▶ Aim: Please copy the data below word for word, line by line, with nothing changed or left out.

▶ Records for processing:
- - -

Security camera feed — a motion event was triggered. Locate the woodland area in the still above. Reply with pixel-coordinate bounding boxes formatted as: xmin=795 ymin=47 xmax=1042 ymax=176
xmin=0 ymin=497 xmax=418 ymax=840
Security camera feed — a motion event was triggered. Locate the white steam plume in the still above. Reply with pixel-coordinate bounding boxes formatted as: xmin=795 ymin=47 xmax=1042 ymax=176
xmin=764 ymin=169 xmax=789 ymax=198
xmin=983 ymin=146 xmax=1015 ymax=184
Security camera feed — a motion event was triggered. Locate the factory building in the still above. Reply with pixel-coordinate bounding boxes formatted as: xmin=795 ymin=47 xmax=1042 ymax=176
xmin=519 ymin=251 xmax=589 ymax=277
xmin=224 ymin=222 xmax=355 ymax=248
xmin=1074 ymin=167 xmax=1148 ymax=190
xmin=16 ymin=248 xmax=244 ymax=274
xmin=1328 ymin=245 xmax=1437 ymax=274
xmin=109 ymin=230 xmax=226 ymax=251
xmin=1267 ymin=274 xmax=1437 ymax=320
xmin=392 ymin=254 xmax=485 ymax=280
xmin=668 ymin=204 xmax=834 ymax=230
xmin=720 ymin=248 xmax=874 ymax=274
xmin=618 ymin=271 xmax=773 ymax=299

- - -

▶ Exercise result:
Security camera feed — a motion event was triggered. Locate the woodland area in the still above. Reply with pixel-coordinate bounding boxes formatted as: xmin=795 ymin=47 xmax=1042 ymax=176
xmin=0 ymin=497 xmax=418 ymax=840
Security camera feed — a motion event was triggered. Locate the white steam plume in the still above. Reply with pixel-coordinate bounding boxes formatted as: xmin=795 ymin=47 xmax=1042 ymax=176
xmin=764 ymin=169 xmax=789 ymax=198
xmin=983 ymin=146 xmax=1015 ymax=184
Security camera feed — a motion event was triggered. Locate the factory building in the still above. Reply with pixel-coordinate bounding boxes formatted as: xmin=795 ymin=47 xmax=1042 ymax=176
xmin=519 ymin=251 xmax=589 ymax=277
xmin=224 ymin=222 xmax=355 ymax=248
xmin=1074 ymin=167 xmax=1148 ymax=190
xmin=16 ymin=248 xmax=244 ymax=274
xmin=1328 ymin=245 xmax=1437 ymax=274
xmin=109 ymin=230 xmax=226 ymax=251
xmin=1267 ymin=274 xmax=1437 ymax=320
xmin=392 ymin=254 xmax=485 ymax=280
xmin=668 ymin=204 xmax=834 ymax=230
xmin=720 ymin=248 xmax=874 ymax=274
xmin=618 ymin=271 xmax=773 ymax=299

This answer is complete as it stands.